### What to produce
Can you pull out every line in the entries below that contains the word "suit" and copy each one in full?

[start]

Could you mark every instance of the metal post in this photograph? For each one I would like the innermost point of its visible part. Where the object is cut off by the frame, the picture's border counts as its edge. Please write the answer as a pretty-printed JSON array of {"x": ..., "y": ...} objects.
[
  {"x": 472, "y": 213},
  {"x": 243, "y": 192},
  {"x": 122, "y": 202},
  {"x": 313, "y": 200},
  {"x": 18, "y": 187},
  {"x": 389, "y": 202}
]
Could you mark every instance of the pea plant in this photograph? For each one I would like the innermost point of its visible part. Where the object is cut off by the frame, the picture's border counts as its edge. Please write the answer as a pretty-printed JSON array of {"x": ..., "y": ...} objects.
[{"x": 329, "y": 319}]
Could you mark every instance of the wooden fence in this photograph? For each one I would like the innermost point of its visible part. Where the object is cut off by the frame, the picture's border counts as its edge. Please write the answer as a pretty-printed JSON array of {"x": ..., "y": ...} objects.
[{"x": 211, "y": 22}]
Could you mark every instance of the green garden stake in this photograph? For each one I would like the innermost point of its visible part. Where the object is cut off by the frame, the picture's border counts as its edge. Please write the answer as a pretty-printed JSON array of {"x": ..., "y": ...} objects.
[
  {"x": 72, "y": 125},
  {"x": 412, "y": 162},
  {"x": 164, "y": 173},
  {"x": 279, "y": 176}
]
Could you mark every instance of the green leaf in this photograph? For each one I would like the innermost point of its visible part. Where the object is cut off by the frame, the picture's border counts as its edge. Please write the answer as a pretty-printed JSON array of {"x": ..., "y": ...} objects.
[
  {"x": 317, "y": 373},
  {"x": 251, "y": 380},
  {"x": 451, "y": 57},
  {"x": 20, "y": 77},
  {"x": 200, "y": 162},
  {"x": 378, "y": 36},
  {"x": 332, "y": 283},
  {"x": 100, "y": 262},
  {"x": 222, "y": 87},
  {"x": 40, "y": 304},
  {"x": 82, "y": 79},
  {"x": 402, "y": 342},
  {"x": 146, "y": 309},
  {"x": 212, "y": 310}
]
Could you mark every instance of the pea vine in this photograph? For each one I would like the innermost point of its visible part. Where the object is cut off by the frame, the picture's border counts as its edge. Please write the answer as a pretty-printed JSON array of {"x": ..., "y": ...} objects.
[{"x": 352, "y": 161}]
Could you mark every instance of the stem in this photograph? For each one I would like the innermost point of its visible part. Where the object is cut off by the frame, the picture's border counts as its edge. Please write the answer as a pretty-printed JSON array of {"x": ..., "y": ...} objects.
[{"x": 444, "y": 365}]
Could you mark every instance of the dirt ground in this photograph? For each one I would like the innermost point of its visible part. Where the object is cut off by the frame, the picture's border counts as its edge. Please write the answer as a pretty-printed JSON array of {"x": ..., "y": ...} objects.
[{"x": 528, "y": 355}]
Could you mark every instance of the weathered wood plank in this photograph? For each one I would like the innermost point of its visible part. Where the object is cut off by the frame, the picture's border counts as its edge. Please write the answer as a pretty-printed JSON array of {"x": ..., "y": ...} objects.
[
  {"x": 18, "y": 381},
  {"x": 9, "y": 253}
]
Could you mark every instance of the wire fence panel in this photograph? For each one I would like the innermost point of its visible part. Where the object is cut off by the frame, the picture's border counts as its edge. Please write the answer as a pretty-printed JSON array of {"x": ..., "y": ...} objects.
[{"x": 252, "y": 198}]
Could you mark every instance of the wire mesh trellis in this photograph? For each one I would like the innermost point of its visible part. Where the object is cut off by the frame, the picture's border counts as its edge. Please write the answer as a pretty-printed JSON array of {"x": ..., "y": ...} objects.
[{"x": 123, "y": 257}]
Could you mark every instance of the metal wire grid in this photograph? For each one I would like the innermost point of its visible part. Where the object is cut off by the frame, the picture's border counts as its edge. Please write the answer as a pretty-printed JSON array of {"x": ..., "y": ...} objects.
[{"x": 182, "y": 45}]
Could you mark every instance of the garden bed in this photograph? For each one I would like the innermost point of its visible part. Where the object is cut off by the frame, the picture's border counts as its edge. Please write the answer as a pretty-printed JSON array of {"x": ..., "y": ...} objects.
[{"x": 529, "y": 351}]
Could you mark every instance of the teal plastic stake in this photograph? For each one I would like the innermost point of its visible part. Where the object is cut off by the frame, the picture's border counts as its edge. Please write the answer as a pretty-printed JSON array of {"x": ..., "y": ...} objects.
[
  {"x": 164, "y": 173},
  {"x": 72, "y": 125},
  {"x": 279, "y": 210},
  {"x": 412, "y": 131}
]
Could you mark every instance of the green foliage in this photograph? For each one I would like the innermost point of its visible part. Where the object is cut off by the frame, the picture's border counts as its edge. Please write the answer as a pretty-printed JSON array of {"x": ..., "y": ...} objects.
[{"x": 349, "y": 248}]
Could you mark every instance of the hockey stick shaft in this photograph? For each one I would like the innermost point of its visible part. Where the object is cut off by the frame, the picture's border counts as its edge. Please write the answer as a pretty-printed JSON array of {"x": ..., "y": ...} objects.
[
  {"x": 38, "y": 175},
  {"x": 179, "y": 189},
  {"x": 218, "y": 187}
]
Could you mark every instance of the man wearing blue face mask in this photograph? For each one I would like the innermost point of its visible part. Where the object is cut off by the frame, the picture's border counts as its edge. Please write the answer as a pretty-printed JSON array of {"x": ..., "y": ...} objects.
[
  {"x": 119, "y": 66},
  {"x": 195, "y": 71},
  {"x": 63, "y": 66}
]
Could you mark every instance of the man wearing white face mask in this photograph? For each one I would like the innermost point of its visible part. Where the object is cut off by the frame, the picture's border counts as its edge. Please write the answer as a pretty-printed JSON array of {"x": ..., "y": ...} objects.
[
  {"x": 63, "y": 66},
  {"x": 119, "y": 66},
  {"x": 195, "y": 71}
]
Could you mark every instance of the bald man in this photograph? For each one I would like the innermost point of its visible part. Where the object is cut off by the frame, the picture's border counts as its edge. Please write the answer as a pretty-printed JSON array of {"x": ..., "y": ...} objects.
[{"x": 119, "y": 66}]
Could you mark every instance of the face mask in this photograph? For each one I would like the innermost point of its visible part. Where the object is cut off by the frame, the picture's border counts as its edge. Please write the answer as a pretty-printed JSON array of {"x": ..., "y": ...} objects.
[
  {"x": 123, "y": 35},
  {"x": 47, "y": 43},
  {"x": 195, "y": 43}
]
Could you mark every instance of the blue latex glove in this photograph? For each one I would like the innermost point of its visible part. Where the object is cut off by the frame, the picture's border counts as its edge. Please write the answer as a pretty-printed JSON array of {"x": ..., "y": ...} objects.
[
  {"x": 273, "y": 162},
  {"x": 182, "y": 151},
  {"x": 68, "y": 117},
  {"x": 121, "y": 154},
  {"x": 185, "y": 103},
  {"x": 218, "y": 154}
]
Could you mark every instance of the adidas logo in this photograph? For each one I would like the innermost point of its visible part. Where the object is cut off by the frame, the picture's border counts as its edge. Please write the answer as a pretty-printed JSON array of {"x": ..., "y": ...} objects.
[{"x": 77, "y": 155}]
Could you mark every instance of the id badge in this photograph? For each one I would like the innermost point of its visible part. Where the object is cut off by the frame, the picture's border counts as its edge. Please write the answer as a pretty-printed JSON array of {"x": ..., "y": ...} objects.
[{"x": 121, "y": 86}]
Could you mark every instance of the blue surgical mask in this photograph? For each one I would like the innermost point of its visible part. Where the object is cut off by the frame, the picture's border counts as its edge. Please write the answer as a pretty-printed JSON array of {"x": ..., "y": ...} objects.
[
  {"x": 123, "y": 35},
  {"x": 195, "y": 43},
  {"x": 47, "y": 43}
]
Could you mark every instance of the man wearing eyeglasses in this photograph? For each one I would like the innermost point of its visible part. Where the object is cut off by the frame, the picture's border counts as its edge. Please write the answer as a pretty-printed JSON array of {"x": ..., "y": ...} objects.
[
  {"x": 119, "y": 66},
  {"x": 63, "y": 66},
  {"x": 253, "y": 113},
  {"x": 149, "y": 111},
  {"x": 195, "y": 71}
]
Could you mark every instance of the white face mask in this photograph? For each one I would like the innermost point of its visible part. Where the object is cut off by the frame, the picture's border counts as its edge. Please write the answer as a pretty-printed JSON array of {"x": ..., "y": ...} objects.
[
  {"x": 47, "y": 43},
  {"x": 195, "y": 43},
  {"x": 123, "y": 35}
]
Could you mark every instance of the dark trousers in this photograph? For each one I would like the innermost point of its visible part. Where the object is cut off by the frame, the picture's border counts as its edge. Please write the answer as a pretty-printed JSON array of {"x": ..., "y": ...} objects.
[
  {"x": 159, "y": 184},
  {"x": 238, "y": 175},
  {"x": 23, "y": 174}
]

[end]
[start]

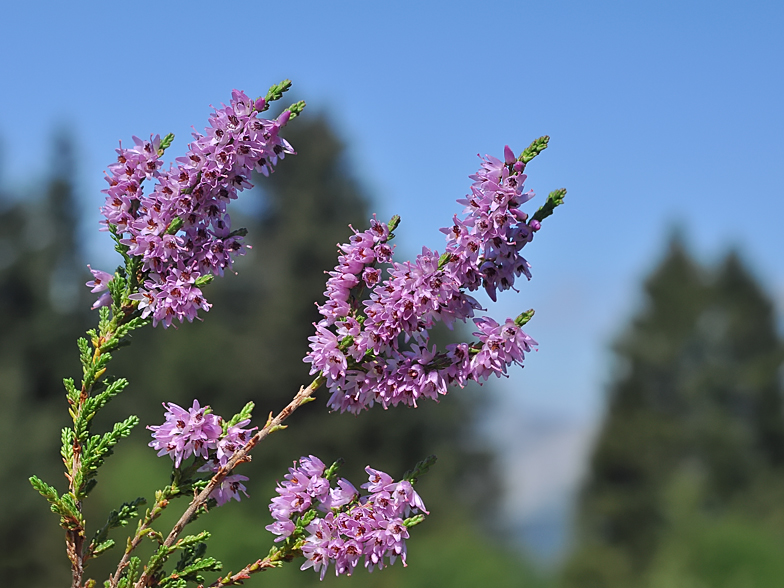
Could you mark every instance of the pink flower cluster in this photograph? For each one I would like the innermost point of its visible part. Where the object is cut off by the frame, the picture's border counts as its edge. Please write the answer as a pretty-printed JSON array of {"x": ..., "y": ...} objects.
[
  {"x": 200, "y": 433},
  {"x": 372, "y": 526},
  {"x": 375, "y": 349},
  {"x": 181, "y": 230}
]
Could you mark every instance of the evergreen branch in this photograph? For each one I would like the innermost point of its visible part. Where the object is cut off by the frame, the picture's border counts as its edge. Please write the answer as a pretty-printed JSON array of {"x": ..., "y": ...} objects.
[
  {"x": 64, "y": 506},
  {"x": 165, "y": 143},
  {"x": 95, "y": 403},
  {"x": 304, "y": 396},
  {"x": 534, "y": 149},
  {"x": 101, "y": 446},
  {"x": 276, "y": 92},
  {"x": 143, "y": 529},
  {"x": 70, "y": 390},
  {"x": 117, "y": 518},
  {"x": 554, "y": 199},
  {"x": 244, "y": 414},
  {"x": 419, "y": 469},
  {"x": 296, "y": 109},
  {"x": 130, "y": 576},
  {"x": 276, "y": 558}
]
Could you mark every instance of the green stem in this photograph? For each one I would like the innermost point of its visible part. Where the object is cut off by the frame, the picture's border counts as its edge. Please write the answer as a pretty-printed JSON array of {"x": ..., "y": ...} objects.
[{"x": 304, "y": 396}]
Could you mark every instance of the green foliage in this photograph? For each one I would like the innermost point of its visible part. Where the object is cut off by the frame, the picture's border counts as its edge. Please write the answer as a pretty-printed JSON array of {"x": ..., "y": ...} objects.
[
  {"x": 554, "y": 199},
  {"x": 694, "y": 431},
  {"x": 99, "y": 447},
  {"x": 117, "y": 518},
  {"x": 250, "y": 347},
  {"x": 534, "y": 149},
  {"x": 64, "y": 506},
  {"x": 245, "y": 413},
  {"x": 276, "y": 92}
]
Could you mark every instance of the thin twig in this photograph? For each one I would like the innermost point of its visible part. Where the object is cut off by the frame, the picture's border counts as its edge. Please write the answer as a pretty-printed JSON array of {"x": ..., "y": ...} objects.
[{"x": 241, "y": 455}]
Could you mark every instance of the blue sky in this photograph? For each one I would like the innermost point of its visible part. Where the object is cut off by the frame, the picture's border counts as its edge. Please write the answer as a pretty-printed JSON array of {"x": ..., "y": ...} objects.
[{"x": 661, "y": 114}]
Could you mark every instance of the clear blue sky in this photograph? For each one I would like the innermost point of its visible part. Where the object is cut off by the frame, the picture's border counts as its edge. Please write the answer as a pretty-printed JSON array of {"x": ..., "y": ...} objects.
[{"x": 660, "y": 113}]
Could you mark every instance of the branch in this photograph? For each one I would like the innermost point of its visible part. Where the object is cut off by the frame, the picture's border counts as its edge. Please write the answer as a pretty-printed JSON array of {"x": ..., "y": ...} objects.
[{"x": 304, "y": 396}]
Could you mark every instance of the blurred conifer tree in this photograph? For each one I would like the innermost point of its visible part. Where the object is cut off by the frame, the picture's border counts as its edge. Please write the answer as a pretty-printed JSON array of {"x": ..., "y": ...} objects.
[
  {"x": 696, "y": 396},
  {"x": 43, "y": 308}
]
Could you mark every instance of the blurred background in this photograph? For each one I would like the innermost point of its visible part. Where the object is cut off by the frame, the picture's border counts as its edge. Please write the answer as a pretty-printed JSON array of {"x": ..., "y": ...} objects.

[end]
[start]

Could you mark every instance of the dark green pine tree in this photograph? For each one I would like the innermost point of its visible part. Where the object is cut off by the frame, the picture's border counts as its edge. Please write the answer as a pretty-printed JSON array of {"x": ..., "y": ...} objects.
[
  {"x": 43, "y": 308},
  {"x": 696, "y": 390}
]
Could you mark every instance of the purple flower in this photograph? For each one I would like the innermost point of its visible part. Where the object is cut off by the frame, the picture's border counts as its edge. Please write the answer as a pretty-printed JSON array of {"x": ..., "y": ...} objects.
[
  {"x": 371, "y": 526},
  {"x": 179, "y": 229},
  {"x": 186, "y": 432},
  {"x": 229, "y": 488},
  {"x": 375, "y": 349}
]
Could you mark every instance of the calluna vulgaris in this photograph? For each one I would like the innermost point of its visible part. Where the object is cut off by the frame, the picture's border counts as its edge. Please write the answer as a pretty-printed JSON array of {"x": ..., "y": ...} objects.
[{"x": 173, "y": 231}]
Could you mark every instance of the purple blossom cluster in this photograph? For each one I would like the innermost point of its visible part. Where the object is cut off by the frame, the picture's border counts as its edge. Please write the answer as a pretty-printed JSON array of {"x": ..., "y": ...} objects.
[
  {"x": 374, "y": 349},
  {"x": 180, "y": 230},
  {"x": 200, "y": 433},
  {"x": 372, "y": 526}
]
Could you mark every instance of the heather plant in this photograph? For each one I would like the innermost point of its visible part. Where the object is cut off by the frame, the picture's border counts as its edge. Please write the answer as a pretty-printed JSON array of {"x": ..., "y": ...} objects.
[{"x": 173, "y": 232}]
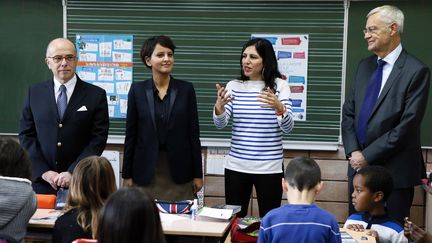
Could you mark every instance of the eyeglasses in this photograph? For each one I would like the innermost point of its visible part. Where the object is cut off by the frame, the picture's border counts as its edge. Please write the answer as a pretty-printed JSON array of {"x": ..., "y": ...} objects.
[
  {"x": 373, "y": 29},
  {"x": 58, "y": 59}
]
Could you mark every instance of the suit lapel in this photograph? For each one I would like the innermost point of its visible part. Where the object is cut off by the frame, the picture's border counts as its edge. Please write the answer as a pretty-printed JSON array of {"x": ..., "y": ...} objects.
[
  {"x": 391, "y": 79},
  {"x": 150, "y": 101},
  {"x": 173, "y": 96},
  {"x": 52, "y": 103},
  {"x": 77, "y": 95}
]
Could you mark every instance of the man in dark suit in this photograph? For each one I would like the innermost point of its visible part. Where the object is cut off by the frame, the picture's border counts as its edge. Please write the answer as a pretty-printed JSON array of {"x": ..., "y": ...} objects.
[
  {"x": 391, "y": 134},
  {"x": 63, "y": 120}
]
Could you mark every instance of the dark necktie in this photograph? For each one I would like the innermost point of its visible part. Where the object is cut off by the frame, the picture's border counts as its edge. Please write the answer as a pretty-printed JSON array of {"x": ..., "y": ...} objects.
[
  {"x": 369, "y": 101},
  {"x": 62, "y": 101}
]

[end]

### Written response
Could you mark every instance of the suit lapel in this photograph? For each one I would like the innermost point of its visible part. Where the object is cut off by the frame, the picture's border counts as its edge. Please write the answer as a pretty-printed JSON array of {"x": ..., "y": ...} objects.
Could you mark every instance of the man in dark suit in this photograph? For each one I would like the innermost point of its visible part. Where the object is cut off by the frame, the picture's border counts as its edge. Please write the answer as a pretty-printed JSON array of {"x": ..., "y": ...} objects.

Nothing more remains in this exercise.